## ABOUT THIS EXERCISE
The reply should consist of the entire listing, word for word.
● ● ● ● ●
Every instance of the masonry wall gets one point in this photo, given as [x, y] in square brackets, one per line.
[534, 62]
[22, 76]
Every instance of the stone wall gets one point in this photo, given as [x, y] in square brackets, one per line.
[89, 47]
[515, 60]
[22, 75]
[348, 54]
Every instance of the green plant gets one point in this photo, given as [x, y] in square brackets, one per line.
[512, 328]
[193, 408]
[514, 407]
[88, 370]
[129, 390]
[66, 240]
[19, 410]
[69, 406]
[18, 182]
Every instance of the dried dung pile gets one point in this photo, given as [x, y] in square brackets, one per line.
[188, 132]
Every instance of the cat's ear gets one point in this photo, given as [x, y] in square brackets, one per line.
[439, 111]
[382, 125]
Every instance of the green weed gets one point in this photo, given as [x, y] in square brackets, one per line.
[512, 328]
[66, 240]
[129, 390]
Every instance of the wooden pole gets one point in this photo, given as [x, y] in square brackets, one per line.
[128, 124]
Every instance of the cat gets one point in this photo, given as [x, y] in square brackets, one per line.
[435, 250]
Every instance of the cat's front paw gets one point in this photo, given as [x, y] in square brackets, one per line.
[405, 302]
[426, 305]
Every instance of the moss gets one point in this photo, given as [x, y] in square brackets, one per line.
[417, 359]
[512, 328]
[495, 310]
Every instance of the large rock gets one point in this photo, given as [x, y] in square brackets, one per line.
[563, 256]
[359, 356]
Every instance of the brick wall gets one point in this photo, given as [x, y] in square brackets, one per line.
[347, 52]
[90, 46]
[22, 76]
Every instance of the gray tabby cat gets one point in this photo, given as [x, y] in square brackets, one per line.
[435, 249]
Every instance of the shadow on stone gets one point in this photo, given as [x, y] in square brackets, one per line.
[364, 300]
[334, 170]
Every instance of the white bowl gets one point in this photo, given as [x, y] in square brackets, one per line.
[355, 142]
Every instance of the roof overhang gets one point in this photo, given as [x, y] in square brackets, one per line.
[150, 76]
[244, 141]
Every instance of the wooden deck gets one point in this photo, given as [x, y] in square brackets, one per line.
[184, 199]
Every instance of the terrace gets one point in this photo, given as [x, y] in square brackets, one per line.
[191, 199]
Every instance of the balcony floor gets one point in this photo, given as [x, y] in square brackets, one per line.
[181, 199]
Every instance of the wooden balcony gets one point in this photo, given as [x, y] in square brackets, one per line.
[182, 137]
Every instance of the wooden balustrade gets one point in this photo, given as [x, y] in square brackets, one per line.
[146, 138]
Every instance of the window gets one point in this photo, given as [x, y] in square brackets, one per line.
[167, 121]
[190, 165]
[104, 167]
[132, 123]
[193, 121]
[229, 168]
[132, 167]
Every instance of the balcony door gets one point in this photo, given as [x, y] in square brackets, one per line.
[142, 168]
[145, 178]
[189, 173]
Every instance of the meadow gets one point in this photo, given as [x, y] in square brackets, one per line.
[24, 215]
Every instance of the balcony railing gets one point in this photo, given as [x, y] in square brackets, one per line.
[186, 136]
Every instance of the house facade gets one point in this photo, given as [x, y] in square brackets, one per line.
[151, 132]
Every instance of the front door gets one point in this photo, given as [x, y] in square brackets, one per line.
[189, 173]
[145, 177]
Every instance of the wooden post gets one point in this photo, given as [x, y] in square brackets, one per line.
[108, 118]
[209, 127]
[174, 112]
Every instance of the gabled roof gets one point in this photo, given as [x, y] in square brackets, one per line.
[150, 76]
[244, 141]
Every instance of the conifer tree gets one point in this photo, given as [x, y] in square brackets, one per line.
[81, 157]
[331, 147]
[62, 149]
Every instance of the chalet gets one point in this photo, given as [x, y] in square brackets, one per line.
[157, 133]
● ● ● ● ●
## RESULT FOR THIS TASK
Every instance of the masonry wall gets one point in this photo, given as [x, y] in square brackets, one per line.
[534, 62]
[22, 76]
Every instance of the stone wall gets one point in this photo, given as [x, y] in square brackets, one per line.
[89, 47]
[515, 60]
[22, 75]
[348, 54]
Every instance of the green plant gets one point in this photo, given as [x, y] in square brackets, one per line.
[512, 328]
[193, 408]
[514, 407]
[88, 370]
[129, 390]
[66, 240]
[19, 410]
[69, 406]
[18, 182]
Every instance of the dried dung pile gets one point in this photo, given as [x, y] in square brackets, one per line.
[188, 132]
Every instance of the cat's ear gets one point in this photo, given as [x, y] in square brackets, one per line.
[439, 111]
[382, 125]
Every instance of the green weed gets one point in this photo, given as [x, y] in square brackets, one per line.
[512, 328]
[66, 240]
[129, 390]
Every instance of the wooden pole gets one point in this photo, given as [x, y] in square brackets, one per line.
[128, 124]
Every instance of the cat gets one point in this photo, given as [x, y] in square brackets, one per line.
[435, 250]
Every instance of the cat's front paw gets one point in this photo, given as [x, y] in square brackets, one per line.
[405, 302]
[426, 305]
Every instance of the moss gets one point in this photo, given as [x, y] in square brackets, one per line.
[417, 359]
[512, 328]
[495, 310]
Every instance of the large rock gets one point in this photo, given as [x, y] in square brackets, one per line.
[563, 256]
[359, 356]
Every instance of the brick wall gets one point in this photo, given as [x, y] in square brackets, one per line.
[347, 52]
[90, 46]
[22, 76]
Every instance of the gray tabby cat gets one point in this photo, given as [x, y] in square brackets, one per line.
[435, 249]
Every instance of the shadow on stone gets one point in this photo, given as [x, y] in square brackets, one per line.
[364, 300]
[334, 170]
Every instance of the white bowl gets one point in this photo, given as [x, y] in square brackets, one per line.
[355, 142]
Every instance of the roof overhang gets one point in this photo, given as [x, y] in square brackets, one per line.
[150, 76]
[244, 141]
Every instance of the wooden deck gets one point in this photo, given as [x, y] in square brackets, one per line.
[184, 199]
Every instance of the terrace gets one point in this photo, given as [x, y] in square brackets, one per line.
[191, 199]
Every instance of the balcony floor gets one point in this photo, given as [x, y] in square brackets, one per line.
[181, 199]
Every instance of the wooden balcony gets one point in this photo, given as [x, y] in square brackets, one per line.
[182, 137]
Every instance of the wooden balustrade gets one point in this photo, given as [x, y] in square brackets, one per line.
[146, 138]
Every instance of the window gets one point in this photo, given as [x, y] in square brackets, one per line.
[167, 121]
[190, 165]
[104, 167]
[132, 123]
[193, 121]
[229, 168]
[132, 167]
Every instance of the balcony door gets one point in this photo, given as [x, y] in square brackets, one per line.
[142, 168]
[145, 178]
[189, 173]
Every instance of the meadow gets one point in this photo, given as [x, y] in square brackets, one per line.
[24, 215]
Every instance of the balcony railing gets one point in this photo, given as [x, y] in square brackets, one per line.
[186, 136]
Every instance of the house facade gets one point in this photo, given as [x, y] in square brackets, one per line.
[151, 132]
Every instance of the front door gets one point in this photo, given as [x, y] in square brackets, one per line.
[189, 173]
[145, 177]
Every instance of the wooden post gets one point in this photo, given as [x, y] in square brackets, one per line.
[108, 118]
[209, 127]
[174, 112]
Every instance of the gabled roof gets one point in this photo, given as [x, y] in square brackets, one per line.
[150, 76]
[244, 141]
Every instance of the conifer tree gets one point in this photo, given as [x, y] in square brackets, one per line.
[81, 157]
[331, 147]
[62, 149]
Every instance of the chalet gets one point in this photo, given as [x, y] in square brackets, one per line.
[157, 133]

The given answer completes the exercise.